#### Passage given:
— Start —

And yes, that brings us to the term, "cold", well that is basically just something that is not hot!

Classification of Data ¨C Hot vs. Warm vs. Cold

To begin with, let's first talk how data and its storage mechanism have been categorized based on different interest or access priorities, metaphorically. The data which is accessed most frequently, is thus stored in the nearest or closest spots from the accessing points such as solid state or flash drives and CPU can be called hot data. Whereas, the data which comparatively is less accessible or required is termed as warm data, and the data which has most likely very rare or no chances to be accessed and placed on the slowest storage medium is termed as cold data.

The real-world examples are

  1. Product catalogue, online transactions and video streaming.
  2. Weekly, monthly or yearly reports and newsletters, stats charts etc.
  3. Old projects and receipts for financial audits or anything else which is of some value but will not be accessed frequently.

These are the examples of hot, warm and cold data respectively. However, probably for the generalization, warm data type is the somehow combined either with hot or cold data depending upon its inclination and usage. I will show how this is not the case on Alibaba Cloud, as Alibaba Cloud provides 3 tiers for data storage and can help us further expand the concept of hot vs warm vs cold data.

Therefore, depending upon the cold and hot nature of data, the major cloud storage vendors have tailored their storage plans; Alibaba Cloud Object Storage Service (OSS). Other cloud vendors such as Microsoft Azure, AWS and Google Cloud Platform have their own services and their respective titles to support these features.

Per say, hot storage will require premium storage and cloud resources due to its nature to be resource-intensive and highly in demand in nature. Moreover, business-oriented organizations require no data delay in their users' queries, and for this, data needs to be in the hottest tier using solid-state-drives for the performant transactional rate.

Similarly, since cloud storage also provides options of cheap (old, magnetic) hard disk drives that have a huge savings on the costs but with a performance penalty. Customers can purchase this service in order to have their data backed up and stored. In my previous article, I discussed backups and storage mediums for database backup. If you remember, we did try to look at the Alibaba Cloud OSS as a platform of data storage. If we would like to have our data backups kept for a couple of weeks, then maybe the coldest storage class might not be a good option-see the "Gotcha!" section at the bottom of this post.

— End —

Transcribe the stretch of the passage on hot, warm, and cold data from "Classification of Data" through "and video streaming.".

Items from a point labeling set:
— Start —

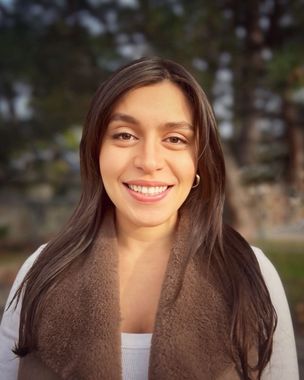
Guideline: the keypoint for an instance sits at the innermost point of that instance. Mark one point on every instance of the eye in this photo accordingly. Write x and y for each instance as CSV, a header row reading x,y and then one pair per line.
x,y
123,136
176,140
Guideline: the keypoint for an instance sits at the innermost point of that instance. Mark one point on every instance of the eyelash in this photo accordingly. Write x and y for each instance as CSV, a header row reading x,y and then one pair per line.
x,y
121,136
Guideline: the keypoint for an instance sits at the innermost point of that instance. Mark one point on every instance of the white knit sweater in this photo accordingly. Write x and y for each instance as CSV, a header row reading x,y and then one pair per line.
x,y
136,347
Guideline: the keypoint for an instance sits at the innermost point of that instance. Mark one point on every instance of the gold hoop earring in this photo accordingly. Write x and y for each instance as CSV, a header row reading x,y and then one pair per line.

— End —
— Start —

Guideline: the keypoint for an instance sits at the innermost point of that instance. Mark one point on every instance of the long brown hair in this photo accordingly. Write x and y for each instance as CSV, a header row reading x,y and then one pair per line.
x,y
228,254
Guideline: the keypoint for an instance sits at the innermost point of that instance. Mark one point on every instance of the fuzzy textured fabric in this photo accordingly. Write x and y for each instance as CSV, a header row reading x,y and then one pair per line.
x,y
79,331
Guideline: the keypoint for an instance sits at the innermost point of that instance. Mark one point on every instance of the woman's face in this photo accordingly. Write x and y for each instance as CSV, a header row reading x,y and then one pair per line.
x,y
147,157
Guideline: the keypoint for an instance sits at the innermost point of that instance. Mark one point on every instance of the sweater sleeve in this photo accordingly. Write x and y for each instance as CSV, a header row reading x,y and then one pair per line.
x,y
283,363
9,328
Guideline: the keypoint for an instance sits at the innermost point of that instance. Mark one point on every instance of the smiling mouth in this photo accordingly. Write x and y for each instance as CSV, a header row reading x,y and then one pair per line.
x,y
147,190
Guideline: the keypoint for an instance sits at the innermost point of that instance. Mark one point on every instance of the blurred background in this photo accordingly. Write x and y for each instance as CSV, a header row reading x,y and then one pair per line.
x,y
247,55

— End —
— Start —

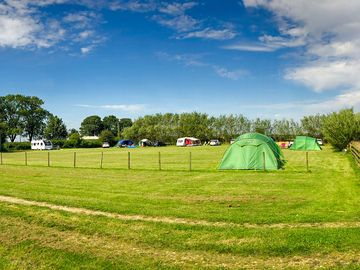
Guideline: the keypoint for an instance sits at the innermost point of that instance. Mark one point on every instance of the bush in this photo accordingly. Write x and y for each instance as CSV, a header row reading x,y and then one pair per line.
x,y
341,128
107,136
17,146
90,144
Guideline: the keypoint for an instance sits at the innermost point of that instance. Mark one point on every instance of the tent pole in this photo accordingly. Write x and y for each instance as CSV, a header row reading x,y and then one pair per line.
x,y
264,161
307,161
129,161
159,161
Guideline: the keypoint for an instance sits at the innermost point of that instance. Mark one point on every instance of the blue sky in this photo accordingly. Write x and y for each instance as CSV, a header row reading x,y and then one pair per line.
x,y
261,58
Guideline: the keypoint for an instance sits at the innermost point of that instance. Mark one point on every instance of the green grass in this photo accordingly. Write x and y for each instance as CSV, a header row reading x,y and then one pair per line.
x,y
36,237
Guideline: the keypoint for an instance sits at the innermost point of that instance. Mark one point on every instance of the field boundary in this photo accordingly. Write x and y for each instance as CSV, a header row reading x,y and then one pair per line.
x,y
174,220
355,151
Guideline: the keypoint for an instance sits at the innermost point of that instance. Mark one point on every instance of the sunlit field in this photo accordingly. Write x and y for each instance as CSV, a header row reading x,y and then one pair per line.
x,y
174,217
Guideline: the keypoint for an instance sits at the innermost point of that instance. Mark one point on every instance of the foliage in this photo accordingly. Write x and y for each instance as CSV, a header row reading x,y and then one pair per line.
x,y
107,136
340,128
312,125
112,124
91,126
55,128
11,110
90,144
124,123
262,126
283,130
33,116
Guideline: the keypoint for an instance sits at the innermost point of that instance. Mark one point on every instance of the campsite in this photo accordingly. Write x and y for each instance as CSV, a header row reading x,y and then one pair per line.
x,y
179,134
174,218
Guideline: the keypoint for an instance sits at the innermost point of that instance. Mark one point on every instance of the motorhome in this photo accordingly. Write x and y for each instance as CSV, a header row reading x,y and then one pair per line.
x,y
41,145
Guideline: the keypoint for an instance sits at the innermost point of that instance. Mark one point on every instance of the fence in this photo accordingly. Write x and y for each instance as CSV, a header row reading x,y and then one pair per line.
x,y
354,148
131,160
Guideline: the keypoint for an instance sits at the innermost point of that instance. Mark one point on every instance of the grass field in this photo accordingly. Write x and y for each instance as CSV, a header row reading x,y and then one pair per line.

— End —

#### Exercise output:
Classification of Data ¨C Hot vs. Warm vs. Cold

To begin with, let's first talk how data and its storage mechanism have been categorized based on different interest or access priorities, metaphorically. The data which is accessed most frequently, is thus stored in the nearest or closest spots from the accessing points such as solid state or flash drives and CPU can be called hot data. Whereas, the data which comparatively is less accessible or required is termed as warm data, and the data which has most likely very rare or no chances to be accessed and placed on the slowest storage medium is termed as cold data.

The real-world examples are

  1. Product catalogue, online transactions and video streaming.